Excerpt —
____

By the end of this decade, waste from clean energy installations, mainly wind turbines and solar photovoltaic panels, will increase 30-fold in Europe, according to the European Environment Agency (EEA). This figure is intuitive, given the rapid growth in renewable energy generation over the past two decades and the fact that the useful life of wind turbine blades is between 15 and 20 years maximum and that photovoltaic panels between 25 and 30 years maximum. The current decade will therefore inevitably see a sharp increase in the amount of obsolete equipment.

A mindset focused solely on ecology would see an obvious environmental risk and a contradiction between the promise of clean energy and the polluting impact of its non-recycled infrastructure. “We cannot embrace renewables without closing the loop on sustainability, both in terms of the use of materials and techniques that are not sustainable,” says Fernando Ferrando, president of the Renewables Foundation, a think tank based in Spain. A business-oriented mindset, however, would identify an obvious business opportunity in a recycling industry that is currently still in its infancy, but whose demand is expected to grow as the volume of waste increases. 

BBVA-OpenMind-Zurdo-la gran oportunidad de reciclar las instalaciones renovables_1 La vida útil de molinos y placas bascula entre los 20 años y, como mucho, 30. Crédito:
The useful life of wind turbines and solar panels is between 20 and 30 years at most. Credit:

Both views would be correct. However, a more complex and realistic perspective, which recognises the need to reconcile environmental sustainability with economic sustainability (which ultimately provides the resources to finance the expensive energy transition), would see a business opportunity that still has to overcome huge investment, technological and even attitudinal challenges.

At the heart of decarbonisation and industrial sovereignty

The knowledge base is undoubtedly there, but whether this specialised industry will develop at the pace and scale that these predicted mountains of obsolete material will require is another matter. The EEA believes that in order to lead this new market, the European Union should push for “circular economy policies in this emerging sector at an early stage.” For some specialist companies, such as Recyclia, the advantage of such a large volume of material to be recycled is the economies of scale that will eventually make the huge investments required profitable.

In this context, a recent study by EIT InnoEnergy highlights the crucial role of the recycling industry not only in decarbonisation, but also in another priority that has emerged in the wake of the supply crises and the war in Ukraine: the industrial sovereignty of a Europe that imports 80% of its raw materials. It is also an opportunity in the form of a necessity: to recover 30% of the cobalt and 20% of the nickel and lithium in spent batteries to meet demand in 2035, as well as the rare earths in the electrical machinery of wind turbines and the silver in solar photovoltaic panels, barely 0.5% of their mass but no less than 47% of their economic value. 

Del 80 al 90% de los materiales totales en la eólica y la fotovoltaica son recuperables, por ejemplo vidrio, acero o aluminio, hormigones y algunos plásticos. Crédito: VCG via Getty Images
80% to 90% of the total materials in wind and photovoltaics are easily recoverable, such as glass, metals like steel or aluminium, concrete and some plastics. Credit: VCG via Getty Images

Looking at the big picture, the recycling industry appears to be in an advantageous position, as 80% to 90% of the total materials in wind and photovoltaics are easily recoverable, such as glass, metals like steel or aluminium, concrete and some plastics. However, a closer look reveals the difficulty, and therefore the barrier to industrialisation, in the remaining strategic percentage.

____

Dataset records —
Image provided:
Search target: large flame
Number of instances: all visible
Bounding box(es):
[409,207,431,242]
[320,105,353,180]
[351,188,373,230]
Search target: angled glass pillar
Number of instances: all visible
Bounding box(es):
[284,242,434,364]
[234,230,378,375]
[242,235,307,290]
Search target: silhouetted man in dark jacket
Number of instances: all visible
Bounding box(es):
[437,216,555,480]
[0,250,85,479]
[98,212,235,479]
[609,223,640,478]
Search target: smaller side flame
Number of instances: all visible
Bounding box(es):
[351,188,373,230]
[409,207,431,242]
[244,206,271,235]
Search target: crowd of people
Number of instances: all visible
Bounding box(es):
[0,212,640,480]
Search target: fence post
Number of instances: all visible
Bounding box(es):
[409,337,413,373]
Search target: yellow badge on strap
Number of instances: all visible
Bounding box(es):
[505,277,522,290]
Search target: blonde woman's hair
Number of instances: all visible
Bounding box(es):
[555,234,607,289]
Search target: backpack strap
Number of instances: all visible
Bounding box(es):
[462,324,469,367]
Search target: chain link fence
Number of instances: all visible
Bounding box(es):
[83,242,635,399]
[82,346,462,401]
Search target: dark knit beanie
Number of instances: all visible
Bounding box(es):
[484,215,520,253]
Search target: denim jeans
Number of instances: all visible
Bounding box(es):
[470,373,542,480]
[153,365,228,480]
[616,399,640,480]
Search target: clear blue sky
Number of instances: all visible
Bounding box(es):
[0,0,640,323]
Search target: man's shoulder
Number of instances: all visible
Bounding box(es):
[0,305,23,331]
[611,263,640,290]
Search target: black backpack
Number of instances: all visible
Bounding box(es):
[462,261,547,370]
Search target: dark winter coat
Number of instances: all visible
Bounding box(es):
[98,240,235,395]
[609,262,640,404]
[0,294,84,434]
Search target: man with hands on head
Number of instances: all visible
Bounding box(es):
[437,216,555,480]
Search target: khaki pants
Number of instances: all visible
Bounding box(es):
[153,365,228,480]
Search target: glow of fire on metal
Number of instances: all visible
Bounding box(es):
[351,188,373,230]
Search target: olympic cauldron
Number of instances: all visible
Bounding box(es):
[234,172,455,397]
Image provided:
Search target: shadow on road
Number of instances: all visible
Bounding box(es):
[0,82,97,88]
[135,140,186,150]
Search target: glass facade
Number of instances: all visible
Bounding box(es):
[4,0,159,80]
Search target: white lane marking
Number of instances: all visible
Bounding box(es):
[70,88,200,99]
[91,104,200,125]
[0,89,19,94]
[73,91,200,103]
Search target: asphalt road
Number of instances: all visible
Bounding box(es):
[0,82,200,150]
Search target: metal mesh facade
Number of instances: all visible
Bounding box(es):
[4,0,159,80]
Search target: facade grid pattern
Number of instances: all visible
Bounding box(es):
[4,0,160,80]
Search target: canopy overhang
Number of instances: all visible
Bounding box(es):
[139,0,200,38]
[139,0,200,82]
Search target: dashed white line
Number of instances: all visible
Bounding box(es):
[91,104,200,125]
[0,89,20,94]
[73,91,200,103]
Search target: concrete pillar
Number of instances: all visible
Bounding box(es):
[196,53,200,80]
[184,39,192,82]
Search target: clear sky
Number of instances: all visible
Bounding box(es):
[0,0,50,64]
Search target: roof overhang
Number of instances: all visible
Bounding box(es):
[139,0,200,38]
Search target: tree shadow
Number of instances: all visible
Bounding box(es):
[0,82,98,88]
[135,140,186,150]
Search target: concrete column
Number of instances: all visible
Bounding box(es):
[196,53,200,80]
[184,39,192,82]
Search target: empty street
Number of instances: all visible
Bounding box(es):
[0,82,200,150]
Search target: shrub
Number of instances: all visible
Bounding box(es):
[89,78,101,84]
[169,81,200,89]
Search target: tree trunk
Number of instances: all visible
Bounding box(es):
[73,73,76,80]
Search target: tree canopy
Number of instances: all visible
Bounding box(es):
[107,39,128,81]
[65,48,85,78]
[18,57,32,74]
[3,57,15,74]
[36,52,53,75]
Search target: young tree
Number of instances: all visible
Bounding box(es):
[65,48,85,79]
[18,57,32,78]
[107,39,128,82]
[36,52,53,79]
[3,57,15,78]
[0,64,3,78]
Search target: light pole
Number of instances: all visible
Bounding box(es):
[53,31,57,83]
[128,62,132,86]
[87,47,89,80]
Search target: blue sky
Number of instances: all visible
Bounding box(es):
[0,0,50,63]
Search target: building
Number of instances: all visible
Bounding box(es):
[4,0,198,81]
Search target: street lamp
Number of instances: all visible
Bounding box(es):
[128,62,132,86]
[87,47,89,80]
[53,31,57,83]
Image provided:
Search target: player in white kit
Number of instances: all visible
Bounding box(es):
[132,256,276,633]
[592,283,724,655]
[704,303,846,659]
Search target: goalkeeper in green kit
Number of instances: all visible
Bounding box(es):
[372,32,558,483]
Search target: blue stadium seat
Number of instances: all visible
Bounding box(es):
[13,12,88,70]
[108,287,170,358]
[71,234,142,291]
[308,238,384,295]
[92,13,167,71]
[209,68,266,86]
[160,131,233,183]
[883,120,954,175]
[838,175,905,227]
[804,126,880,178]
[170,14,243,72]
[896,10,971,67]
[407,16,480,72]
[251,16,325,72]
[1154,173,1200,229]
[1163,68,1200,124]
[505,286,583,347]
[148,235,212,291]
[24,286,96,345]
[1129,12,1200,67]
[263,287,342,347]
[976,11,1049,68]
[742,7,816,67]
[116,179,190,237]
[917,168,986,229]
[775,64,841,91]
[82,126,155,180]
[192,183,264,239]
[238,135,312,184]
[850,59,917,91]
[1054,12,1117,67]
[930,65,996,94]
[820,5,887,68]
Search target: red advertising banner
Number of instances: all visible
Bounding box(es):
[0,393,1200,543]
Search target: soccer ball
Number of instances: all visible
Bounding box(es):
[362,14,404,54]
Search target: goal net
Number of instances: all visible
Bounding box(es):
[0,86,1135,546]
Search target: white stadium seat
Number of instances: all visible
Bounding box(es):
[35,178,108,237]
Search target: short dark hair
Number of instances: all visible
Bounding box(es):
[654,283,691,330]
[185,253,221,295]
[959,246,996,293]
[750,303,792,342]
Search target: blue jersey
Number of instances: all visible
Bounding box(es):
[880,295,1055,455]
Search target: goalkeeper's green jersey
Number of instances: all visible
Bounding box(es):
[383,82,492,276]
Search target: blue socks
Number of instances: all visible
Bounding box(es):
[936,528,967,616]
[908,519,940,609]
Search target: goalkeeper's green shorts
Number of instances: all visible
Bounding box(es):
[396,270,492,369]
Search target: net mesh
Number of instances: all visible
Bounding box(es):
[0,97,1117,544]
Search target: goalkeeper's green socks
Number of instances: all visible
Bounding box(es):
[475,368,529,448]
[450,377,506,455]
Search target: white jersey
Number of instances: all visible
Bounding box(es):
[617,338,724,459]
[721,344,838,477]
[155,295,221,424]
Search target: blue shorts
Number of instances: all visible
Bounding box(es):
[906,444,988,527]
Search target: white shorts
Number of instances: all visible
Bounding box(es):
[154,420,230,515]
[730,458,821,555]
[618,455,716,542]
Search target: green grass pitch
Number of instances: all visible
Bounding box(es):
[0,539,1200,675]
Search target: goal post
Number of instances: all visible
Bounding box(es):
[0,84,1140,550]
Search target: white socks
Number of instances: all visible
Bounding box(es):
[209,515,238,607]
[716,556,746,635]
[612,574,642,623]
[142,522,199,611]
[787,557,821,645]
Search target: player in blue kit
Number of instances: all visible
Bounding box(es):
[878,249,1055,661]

____

Set task A — State only how many lines of the entries contain the string "shadow".
Set task B — Write a continuation of the excerpt on recycling wind turbines and solar panels, picking up after its final sentence.

Final answer A — 2

Final answer B —
Technologies already exist to recover silver, silicon, copper, rare earths, or glass and carbon fibres mixed with resins in wind turbine blades, by far the most resistant component to recycling in wind turbines. The technologies are there, but they lack the development and investment support to reach a massive scale in the next few years, according to Alfonso Bernabé Chaves, founding partner of the company Reciclalia. If the deadline of this decade seems very tight, it will become even tighter when the European Commission bans the disposal of decommissioned wind turbine blades in landfills. In fact, the European wind power industry itself is calling for such a ban by 2025, in theory to encourage recycling. According to Bernabé Chaves, since some countries have already gone ahead and banned the disposal of turbine blades in their landfills, they are being trucked across borders. Decommissioned French turbine blades, for example, end up in Spanish landfills, particularly in the Basque Country. 

The promise of industrial recycling

The technologies are therefore at different stages of development. Fernando Ferrando believes that the recycling of valuable metals from solar panels is already possible, although some processes, such as the removal of polymers, still need to be perfected in order to recover them with the high purity required for their reuse. Again, it remains to be seen whether this capacity will be scaled up to the required levels if, in addition to solar farms, domestic solar panel installations take off in Europe in response to skyrocketing electricity prices.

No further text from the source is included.